Requirement
Everything from the line containing "Could you please point out the concrete" to the end of the records must be restated word for word, and nothing else.
** Recorded data follows **
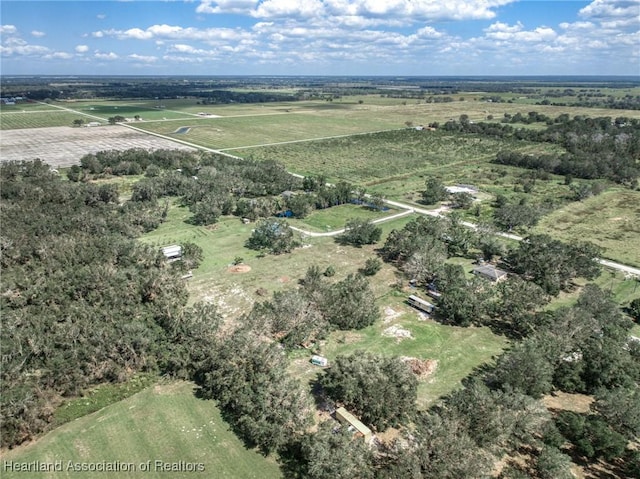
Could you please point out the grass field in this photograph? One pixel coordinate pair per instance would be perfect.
(165, 422)
(458, 351)
(610, 220)
(375, 158)
(335, 218)
(38, 119)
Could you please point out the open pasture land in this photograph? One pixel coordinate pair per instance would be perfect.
(335, 218)
(38, 119)
(65, 145)
(234, 292)
(610, 220)
(165, 422)
(268, 128)
(374, 158)
(146, 109)
(457, 350)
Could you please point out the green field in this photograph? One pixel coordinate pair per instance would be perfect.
(38, 119)
(376, 158)
(335, 218)
(165, 422)
(235, 292)
(458, 351)
(610, 220)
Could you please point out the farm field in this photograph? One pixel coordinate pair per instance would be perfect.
(37, 119)
(335, 218)
(244, 131)
(372, 159)
(458, 350)
(610, 220)
(165, 422)
(65, 145)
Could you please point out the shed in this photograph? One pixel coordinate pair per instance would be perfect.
(490, 272)
(420, 304)
(172, 253)
(319, 361)
(345, 417)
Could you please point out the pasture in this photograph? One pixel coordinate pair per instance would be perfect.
(610, 220)
(457, 351)
(165, 422)
(38, 119)
(335, 218)
(235, 292)
(374, 159)
(65, 145)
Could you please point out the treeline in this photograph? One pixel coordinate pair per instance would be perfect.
(246, 369)
(214, 97)
(498, 413)
(595, 147)
(213, 185)
(83, 302)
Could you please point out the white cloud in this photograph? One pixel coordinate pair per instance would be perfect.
(515, 33)
(8, 29)
(227, 6)
(176, 33)
(289, 8)
(143, 58)
(358, 11)
(106, 56)
(608, 9)
(58, 56)
(26, 50)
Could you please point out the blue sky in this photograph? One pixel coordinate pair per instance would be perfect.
(320, 37)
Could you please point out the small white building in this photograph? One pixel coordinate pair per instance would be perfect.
(490, 272)
(172, 253)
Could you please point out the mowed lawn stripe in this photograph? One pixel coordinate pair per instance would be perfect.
(165, 422)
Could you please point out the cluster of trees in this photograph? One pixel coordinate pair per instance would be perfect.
(595, 147)
(246, 370)
(213, 185)
(498, 412)
(82, 301)
(381, 390)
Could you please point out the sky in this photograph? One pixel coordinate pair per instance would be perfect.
(320, 37)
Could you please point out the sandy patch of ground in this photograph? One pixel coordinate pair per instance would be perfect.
(397, 332)
(62, 146)
(422, 368)
(239, 268)
(390, 314)
(568, 402)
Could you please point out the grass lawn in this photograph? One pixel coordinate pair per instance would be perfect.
(458, 351)
(335, 218)
(372, 159)
(624, 290)
(38, 119)
(235, 292)
(610, 220)
(165, 422)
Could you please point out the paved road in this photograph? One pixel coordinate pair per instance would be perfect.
(408, 209)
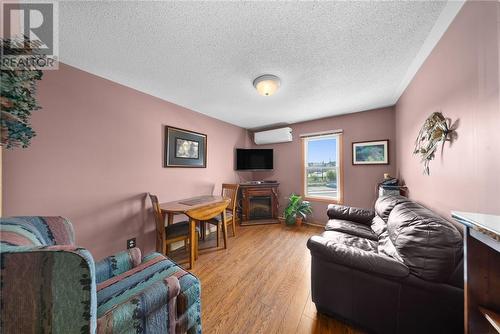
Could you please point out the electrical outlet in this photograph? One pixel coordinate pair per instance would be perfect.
(131, 243)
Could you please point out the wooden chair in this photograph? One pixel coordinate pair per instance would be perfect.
(230, 191)
(166, 235)
(208, 214)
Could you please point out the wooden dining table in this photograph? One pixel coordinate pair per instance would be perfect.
(203, 205)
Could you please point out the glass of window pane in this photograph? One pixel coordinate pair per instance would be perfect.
(322, 167)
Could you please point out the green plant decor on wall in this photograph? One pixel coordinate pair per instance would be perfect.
(436, 130)
(17, 102)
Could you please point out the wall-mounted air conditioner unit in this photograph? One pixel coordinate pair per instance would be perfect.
(281, 135)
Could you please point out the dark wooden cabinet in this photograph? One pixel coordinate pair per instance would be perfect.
(259, 203)
(482, 272)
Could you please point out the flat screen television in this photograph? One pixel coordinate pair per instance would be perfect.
(254, 159)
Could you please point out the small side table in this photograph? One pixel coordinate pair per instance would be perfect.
(481, 271)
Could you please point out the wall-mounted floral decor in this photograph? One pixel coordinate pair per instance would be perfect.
(17, 102)
(436, 130)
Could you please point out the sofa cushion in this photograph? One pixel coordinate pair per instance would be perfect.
(350, 240)
(358, 215)
(385, 204)
(386, 247)
(378, 226)
(428, 244)
(350, 227)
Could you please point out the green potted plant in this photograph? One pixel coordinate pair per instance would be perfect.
(296, 210)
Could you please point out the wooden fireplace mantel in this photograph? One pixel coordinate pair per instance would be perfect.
(252, 190)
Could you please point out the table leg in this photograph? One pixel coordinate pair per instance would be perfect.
(224, 228)
(164, 246)
(192, 242)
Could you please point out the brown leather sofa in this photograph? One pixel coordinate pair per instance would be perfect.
(395, 269)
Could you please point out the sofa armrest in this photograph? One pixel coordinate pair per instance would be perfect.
(359, 215)
(143, 303)
(117, 264)
(356, 258)
(65, 299)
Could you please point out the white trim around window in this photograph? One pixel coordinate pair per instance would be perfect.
(323, 181)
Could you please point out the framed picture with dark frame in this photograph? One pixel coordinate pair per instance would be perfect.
(184, 148)
(374, 152)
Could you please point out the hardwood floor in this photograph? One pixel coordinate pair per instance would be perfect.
(260, 283)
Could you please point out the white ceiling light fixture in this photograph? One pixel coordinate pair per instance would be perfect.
(267, 84)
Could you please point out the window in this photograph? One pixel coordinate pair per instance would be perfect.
(322, 167)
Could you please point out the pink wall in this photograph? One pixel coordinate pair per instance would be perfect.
(359, 181)
(98, 150)
(461, 79)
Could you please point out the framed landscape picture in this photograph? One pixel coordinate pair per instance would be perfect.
(374, 152)
(185, 148)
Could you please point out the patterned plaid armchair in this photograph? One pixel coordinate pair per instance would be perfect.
(48, 285)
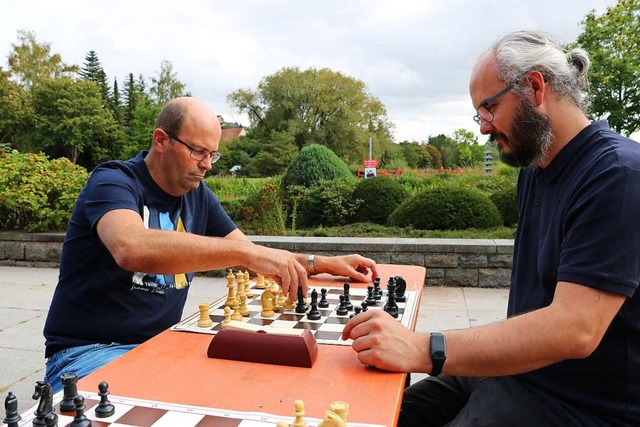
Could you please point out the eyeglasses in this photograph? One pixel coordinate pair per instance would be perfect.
(483, 113)
(197, 153)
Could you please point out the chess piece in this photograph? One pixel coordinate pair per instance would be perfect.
(70, 390)
(401, 288)
(44, 393)
(371, 300)
(390, 306)
(205, 320)
(314, 314)
(342, 309)
(299, 421)
(105, 408)
(301, 306)
(323, 299)
(80, 419)
(51, 420)
(347, 301)
(267, 303)
(11, 411)
(247, 285)
(227, 316)
(231, 296)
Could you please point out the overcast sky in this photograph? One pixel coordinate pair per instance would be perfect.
(414, 56)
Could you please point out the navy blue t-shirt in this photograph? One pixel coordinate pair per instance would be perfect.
(579, 221)
(95, 300)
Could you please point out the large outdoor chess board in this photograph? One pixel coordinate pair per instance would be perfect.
(327, 330)
(145, 413)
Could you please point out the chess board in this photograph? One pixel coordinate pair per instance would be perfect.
(132, 412)
(327, 330)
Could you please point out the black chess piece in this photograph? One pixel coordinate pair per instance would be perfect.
(390, 306)
(342, 309)
(51, 420)
(11, 409)
(401, 288)
(347, 301)
(370, 300)
(323, 299)
(301, 306)
(314, 314)
(80, 419)
(105, 408)
(70, 391)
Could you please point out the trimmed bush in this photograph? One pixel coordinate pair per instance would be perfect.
(38, 194)
(378, 197)
(507, 204)
(447, 209)
(315, 163)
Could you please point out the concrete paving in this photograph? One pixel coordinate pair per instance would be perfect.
(25, 295)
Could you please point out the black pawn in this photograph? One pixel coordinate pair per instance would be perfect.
(11, 407)
(401, 288)
(104, 409)
(371, 300)
(323, 299)
(342, 309)
(364, 306)
(70, 391)
(80, 420)
(347, 301)
(51, 420)
(314, 314)
(301, 306)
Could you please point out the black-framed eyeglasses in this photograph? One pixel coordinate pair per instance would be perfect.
(483, 112)
(197, 153)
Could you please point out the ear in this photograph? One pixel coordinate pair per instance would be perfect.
(538, 87)
(160, 140)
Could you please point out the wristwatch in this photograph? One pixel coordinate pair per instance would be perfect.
(311, 265)
(438, 349)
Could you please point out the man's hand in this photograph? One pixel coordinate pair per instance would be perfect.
(383, 342)
(355, 267)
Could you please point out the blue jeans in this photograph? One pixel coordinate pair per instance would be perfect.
(83, 360)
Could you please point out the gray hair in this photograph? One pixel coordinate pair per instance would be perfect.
(563, 68)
** End of Recorded data **
Answer
Could you please point out the concrete paving in this photograph? One pixel coordinate pair per instance would be perfect.
(25, 295)
Could you please point out the black pawn in this photograph? One pixel coordinate pair per instance would be perfect.
(11, 407)
(401, 288)
(104, 409)
(371, 300)
(323, 299)
(342, 309)
(364, 306)
(70, 391)
(80, 420)
(347, 301)
(51, 420)
(314, 314)
(301, 306)
Could you please point out the black-framed eyeglasses in this photograph? One pixel coordinate pair per instance would be perfect.
(483, 112)
(197, 153)
Could you please point out the ear in this photograph? One pixel coordinate pair per instance would be perfect.
(538, 87)
(160, 140)
Could you please point out the wristwatch in this photograph? One pixel coordinate pair per instance would be perfect.
(311, 265)
(438, 349)
Could you please point out the man's hand in this photograph? One pixel coordinate pair per instance would be perfect.
(383, 342)
(355, 267)
Could you please point out the blue jeans in this photograph? One pixel coordinate pair per instance would be perfect.
(83, 360)
Could you please point out the gray hair in this photograph? One pixel coordinate pair per instance would be perfect.
(563, 68)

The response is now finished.